Anti-Inflammatory Potency of Human Wharton's Jelly Mesenchymal Stem Cell-Derived Exosomes on L2 Cell Line Induced by Lipopolysaccharides

Overview

Journal Adv Pharm Bull

Date 2024 Aug 29

PMID 39206409

Authors

Ika Adhani Sholihah

Anggraini Barlian

Affiliations

Soon will be listed here.

Abstract

Purpose: At present, therapeutic interventions to treat acute lung injury (ALI) remain largely limited to lung-protective strategies, as no real molecular-driven therapeutic intervention has yet become available. The administration of bacterial lipopolysaccharides (LPS) is known as an inflammatory activator, representing a frequently used model of ALI. This study investigated the biological function of normoxic (21% O ) vs. hypoxic conditions (5% O ) obtained from human Wharton's Jelly mesenchymal stem cells (hWJ-MSCs) and discovered that exosomes have the ability to suppress inflammatory responses by specifically targeting TNF-α, IL-1β, IL-6. and identify the toll-like receptor 4 (TLR4) NF-κβ gene expression.

☆ ☆ ☆

Assigned task
List every inflammatory cytokine that the Wharton's Jelly exosome abstract says the exosomes specifically target. Rely solely on the Wharton's Jelly exosome abstract for this work.

(Items drawn from a data source)
☆ ☆ ☆

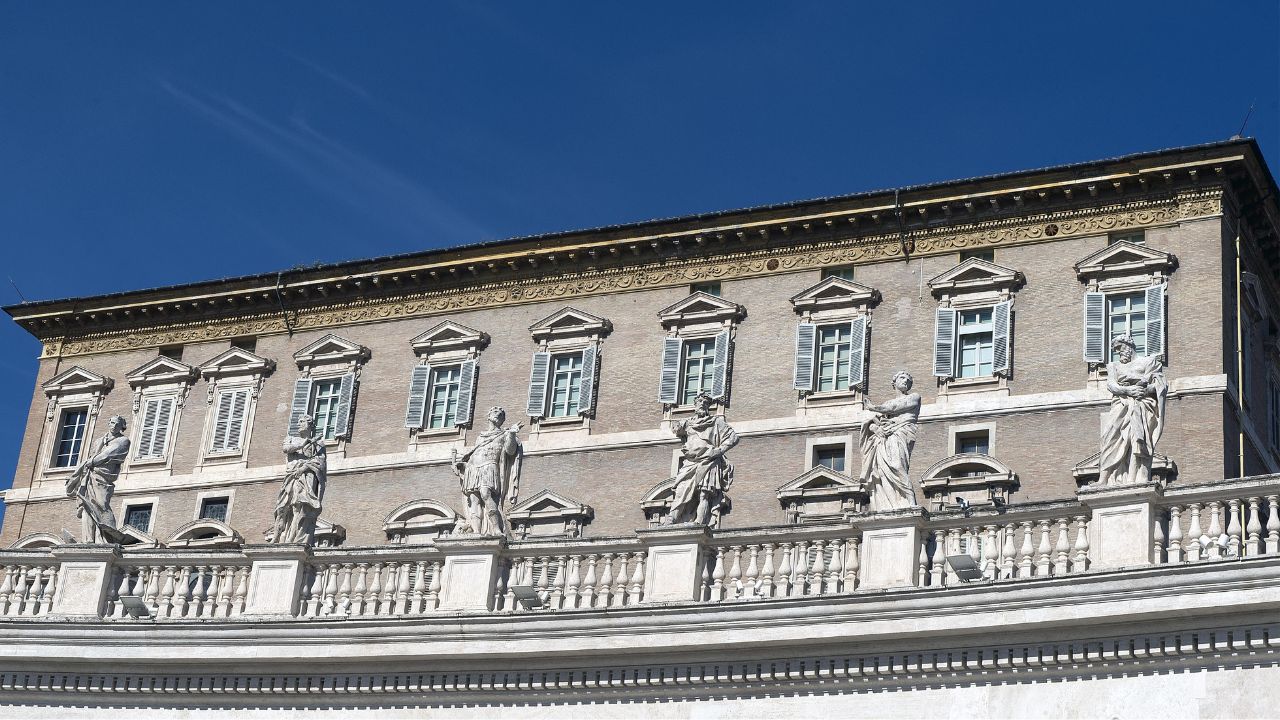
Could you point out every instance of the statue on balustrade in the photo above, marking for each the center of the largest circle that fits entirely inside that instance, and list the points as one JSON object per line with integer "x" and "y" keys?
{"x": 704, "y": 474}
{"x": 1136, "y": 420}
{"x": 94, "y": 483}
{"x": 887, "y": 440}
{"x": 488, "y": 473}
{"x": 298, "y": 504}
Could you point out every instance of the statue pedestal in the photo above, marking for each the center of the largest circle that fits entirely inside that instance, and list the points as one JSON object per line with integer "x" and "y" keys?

☆ ☆ ☆

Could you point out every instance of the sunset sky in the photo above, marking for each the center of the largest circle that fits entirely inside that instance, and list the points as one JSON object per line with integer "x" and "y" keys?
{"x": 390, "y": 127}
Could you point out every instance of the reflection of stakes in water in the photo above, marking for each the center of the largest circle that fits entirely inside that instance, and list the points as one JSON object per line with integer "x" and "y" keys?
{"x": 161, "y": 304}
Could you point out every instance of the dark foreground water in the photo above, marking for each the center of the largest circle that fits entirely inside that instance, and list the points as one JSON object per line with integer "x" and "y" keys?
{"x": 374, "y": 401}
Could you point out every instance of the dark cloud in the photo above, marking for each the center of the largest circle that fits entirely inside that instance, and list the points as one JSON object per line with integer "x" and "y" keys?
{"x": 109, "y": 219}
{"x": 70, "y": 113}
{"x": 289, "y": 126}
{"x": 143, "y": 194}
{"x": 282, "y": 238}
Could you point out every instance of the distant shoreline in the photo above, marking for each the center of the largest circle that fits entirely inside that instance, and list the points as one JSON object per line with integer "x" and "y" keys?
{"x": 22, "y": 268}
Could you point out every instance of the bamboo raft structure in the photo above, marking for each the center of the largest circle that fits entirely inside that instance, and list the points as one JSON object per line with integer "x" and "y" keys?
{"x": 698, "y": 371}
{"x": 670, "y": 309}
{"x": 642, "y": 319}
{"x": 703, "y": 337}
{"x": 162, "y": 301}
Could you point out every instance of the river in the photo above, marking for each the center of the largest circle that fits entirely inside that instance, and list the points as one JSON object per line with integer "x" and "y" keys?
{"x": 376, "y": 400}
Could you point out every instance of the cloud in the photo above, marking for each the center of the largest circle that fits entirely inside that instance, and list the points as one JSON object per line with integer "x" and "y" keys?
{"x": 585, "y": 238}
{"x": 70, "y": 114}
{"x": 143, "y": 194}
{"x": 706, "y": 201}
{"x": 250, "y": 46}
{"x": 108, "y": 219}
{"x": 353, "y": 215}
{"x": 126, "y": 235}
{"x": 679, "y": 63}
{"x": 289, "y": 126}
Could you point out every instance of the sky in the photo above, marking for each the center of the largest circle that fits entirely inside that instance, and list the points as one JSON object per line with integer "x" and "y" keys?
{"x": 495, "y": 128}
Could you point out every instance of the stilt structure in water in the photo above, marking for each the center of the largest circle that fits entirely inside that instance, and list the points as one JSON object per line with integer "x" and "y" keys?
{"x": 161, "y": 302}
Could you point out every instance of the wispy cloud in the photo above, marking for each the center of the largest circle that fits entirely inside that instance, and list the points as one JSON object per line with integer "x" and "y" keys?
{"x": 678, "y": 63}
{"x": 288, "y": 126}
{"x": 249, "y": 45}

☆ ☆ ☆

Answer to the exercise
TNF-α, IL-1β, IL-6